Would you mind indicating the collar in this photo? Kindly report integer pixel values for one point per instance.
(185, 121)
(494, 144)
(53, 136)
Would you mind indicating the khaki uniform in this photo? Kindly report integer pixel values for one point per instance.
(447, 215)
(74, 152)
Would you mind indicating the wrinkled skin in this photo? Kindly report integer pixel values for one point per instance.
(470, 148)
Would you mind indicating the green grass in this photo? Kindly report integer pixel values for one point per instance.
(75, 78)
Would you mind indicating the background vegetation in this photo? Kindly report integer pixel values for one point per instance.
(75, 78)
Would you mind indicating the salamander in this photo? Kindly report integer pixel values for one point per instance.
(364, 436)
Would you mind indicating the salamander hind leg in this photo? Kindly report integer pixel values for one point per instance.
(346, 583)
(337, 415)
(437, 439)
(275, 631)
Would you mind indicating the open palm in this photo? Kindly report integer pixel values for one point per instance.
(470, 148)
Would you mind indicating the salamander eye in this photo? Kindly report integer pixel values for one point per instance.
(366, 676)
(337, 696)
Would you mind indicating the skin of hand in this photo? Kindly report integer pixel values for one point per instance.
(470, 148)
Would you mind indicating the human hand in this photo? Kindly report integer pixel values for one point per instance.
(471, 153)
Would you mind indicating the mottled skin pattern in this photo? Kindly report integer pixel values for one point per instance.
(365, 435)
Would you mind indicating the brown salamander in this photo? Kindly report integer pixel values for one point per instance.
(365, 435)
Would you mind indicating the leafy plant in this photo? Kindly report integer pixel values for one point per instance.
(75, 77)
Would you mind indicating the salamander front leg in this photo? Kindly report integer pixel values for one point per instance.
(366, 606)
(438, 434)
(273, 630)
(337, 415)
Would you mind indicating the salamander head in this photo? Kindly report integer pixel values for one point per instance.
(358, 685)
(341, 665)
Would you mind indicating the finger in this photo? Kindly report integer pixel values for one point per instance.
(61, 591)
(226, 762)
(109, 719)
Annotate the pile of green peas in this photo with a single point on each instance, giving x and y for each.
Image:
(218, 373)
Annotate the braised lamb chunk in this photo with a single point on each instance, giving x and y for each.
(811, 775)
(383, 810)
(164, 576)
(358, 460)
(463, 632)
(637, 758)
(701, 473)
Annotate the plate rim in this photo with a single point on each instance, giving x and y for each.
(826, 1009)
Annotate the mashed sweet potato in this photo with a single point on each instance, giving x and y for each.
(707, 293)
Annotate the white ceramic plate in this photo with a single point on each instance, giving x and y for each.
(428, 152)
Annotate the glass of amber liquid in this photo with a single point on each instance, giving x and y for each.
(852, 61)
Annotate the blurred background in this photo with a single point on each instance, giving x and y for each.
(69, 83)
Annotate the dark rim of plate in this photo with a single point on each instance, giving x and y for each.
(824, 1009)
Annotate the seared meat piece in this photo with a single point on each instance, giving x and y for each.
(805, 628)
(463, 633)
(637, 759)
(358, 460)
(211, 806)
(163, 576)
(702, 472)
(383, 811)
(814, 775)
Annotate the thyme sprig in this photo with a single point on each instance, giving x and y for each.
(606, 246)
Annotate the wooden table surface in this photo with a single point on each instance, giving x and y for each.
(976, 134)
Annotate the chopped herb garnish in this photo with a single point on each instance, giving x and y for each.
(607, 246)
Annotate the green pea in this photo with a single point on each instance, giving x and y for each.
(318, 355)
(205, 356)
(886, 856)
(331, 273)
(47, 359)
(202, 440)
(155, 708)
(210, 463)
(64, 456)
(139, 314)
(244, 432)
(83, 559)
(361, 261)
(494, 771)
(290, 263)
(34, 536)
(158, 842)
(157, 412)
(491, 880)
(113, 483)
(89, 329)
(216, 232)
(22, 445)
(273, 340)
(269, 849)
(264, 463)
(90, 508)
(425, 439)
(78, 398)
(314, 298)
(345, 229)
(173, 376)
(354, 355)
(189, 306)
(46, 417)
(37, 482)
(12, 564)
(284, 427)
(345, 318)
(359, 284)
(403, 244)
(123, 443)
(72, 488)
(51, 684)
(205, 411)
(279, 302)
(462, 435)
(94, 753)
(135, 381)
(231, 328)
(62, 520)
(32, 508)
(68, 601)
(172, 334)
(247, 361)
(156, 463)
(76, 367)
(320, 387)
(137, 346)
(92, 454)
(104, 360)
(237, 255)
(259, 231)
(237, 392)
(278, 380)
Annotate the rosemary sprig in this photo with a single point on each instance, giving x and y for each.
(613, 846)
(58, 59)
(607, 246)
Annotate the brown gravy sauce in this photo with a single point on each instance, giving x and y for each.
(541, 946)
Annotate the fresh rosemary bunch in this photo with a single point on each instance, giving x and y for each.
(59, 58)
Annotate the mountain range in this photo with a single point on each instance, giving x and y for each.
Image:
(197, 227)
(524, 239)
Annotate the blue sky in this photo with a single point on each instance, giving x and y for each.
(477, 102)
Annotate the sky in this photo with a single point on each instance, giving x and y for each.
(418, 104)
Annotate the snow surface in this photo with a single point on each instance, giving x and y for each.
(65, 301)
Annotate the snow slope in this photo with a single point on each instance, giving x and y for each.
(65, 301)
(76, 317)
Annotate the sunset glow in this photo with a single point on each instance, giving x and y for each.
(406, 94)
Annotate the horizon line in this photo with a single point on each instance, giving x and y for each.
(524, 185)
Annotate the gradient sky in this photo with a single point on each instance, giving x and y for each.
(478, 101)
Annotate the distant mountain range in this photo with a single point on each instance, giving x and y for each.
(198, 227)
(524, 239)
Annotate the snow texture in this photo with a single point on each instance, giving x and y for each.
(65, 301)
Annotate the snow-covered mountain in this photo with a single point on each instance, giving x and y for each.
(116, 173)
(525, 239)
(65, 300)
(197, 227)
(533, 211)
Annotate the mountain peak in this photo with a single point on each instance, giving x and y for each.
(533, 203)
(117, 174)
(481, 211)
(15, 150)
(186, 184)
· · · · · · ·
- WHAT THE TASK REQUIRES
Write out all of the records once more, exactly.

- ANSWER TO THE EXERCISE
Would you mind indicating the collar in this photo? Kindly report integer pixel values for one point per instance.
(185, 121)
(494, 144)
(53, 136)
Would you mind indicating the khaki uniform in this photo? Kindly report integer pixel values for one point per instance.
(447, 215)
(74, 152)
Would you mind indicating the wrinkled skin in this photo? Kindly report integer pixel values for one point per instance.
(470, 148)
Would you mind indicating the green grass in this photo? Kindly report integer pixel values for one point per instance.
(75, 78)
Would you mind indicating the background vegetation in this photo? Kindly report integer pixel values for one point per instance.
(75, 78)
Would you mind indicating the salamander in this photo? Kindly report integer pixel values for one point per instance.
(364, 436)
Would you mind indicating the salamander hind leg in this photo? Kindly report integer pixel values for one point per instance.
(346, 583)
(337, 415)
(437, 439)
(275, 631)
Would you mind indicating the open palm in this photo? Kindly report integer pixel values for one point per instance.
(470, 148)
Would you mind indicating the salamander eye in this photo? Kindly report integer pixel values for one point per instance.
(366, 676)
(337, 696)
Would you mind indicating the skin of hand in this photo? Kindly report integer pixel values for one point per instance.
(470, 148)
Would you mind indicating the human hand in this photo? Kindly report integer pixel values for one point per instance.
(471, 153)
Would you mind indicating the mottled skin pattern in this photo? Kindly report integer pixel values for one point per instance.
(365, 435)
Would you mind indicating the brown salamander in this photo? Kindly report integer pixel values for one point per instance.
(365, 435)
Would you mind indicating the leafy plant in this photo? Kindly report integer pixel values for one point per instance.
(75, 77)
Would you mind indicating the salamander front leg in this photo? Kindly report integer pixel values for one point per instance.
(366, 606)
(438, 434)
(273, 630)
(337, 415)
Would you mind indicating the salamander head in this photo? Kindly report integer pixel values for one point per instance.
(358, 685)
(341, 665)
Would you mind indicating the finger in this photo? Kindly report integer pixel values for one point per instance.
(61, 591)
(226, 762)
(109, 719)
Annotate the pile of green peas in this photo with a single point on each instance, giving x and y for each.
Image:
(218, 373)
Annotate the braised lamb chunk in this photo with a single point on each instance, giving x and y for each.
(811, 775)
(383, 810)
(164, 576)
(358, 460)
(463, 632)
(637, 758)
(701, 473)
Annotate the plate rim in this photo with a single point on each instance, giving x and y for each.
(826, 1009)
Annotate the mashed sweet potato in this photo with a single point on each instance, giving x and y for each.
(707, 293)
Annotate the white ceramic plate in this photo with a single point on each instance, giving x and y for each.
(428, 152)
Annotate the glass of amber liquid in this photo with a single point on each instance, giving x and y for each.
(852, 61)
Annotate the blurred background in this photo with a single point on each instance, giving x and y for each.
(69, 83)
Annotate the dark rim of plate in this photo with a single point on each instance, giving x and y for each.
(824, 1009)
Annotate the seared meat piece in this photo with a single point on each instance, giving x and y for each.
(805, 628)
(463, 633)
(637, 759)
(358, 460)
(211, 806)
(163, 576)
(702, 472)
(383, 811)
(814, 775)
Annotate the thyme sprig in this photo with a single point on each instance, giving x and y for each.
(606, 246)
Annotate the wooden table surface in this photo with a single point on each instance, giving x and y for each.
(976, 134)
Annotate the chopped herb garnish in this photo with a single point on each instance, giving x and y for each.
(607, 246)
Annotate the green pea in this photo with a single point on each instance, giving x and y for each.
(318, 355)
(205, 356)
(886, 856)
(331, 273)
(47, 359)
(202, 440)
(155, 708)
(210, 463)
(64, 456)
(139, 314)
(244, 432)
(83, 559)
(361, 261)
(494, 771)
(290, 263)
(34, 536)
(158, 842)
(157, 412)
(491, 880)
(113, 483)
(89, 329)
(216, 232)
(22, 445)
(273, 340)
(269, 849)
(264, 463)
(90, 508)
(425, 439)
(78, 398)
(314, 298)
(345, 229)
(173, 376)
(354, 355)
(189, 306)
(46, 417)
(37, 482)
(12, 564)
(284, 427)
(345, 318)
(359, 284)
(403, 244)
(123, 443)
(72, 488)
(51, 684)
(205, 411)
(279, 302)
(462, 435)
(94, 753)
(135, 381)
(231, 328)
(62, 520)
(32, 508)
(68, 601)
(172, 334)
(247, 361)
(156, 463)
(76, 367)
(320, 387)
(137, 346)
(92, 454)
(104, 360)
(237, 255)
(259, 231)
(237, 392)
(278, 380)
Annotate the rosemary sprig in this photo with a single point on each instance, giving x and y for each.
(613, 846)
(58, 59)
(607, 246)
Annotate the brown gravy sauce in this photo with a single point on each instance, giving x and y for each.
(541, 946)
Annotate the fresh rosemary bunch in this photo with a single point on each instance, giving x and y for each.
(59, 58)
Annotate the mountain range in this photo with a single point on each instance, giving x and y for each.
Image:
(197, 227)
(524, 239)
Annotate the blue sky in this photo with a single point on each instance, giving x and y for each.
(477, 102)
Annotate the sky in this photo with a single point on each instance, giving x and y for each.
(418, 104)
Annotate the snow surface in this photo with a single point on each instance, giving x and y for each.
(65, 301)
Annotate the snow slope in this photo with a single point on each instance, giving x and y for each.
(65, 301)
(76, 317)
Annotate the sunset glow in this photo with a single point on each instance, giving x and y for each.
(406, 94)
Annotate the horizon line in this photo with a single point on each instance, giving x and y for each.
(524, 185)
Annotate the gradient sky in this photo with a single point on each instance, giving x and y for each.
(478, 101)
Annotate the distant mountain range in this photo with a single point on each instance, giving x and y for each.
(198, 227)
(524, 239)
Annotate the snow texture in this photo with a single point on each instance, giving x and y for each.
(65, 301)
Annotate the snow-covered mountain in this photo with a single point on each instance, giving x and y for each.
(116, 173)
(525, 239)
(65, 300)
(197, 227)
(533, 211)
Annotate the mountain peak in this photo with a single point on each instance, giving x and y for each.
(533, 203)
(117, 174)
(481, 211)
(15, 150)
(186, 184)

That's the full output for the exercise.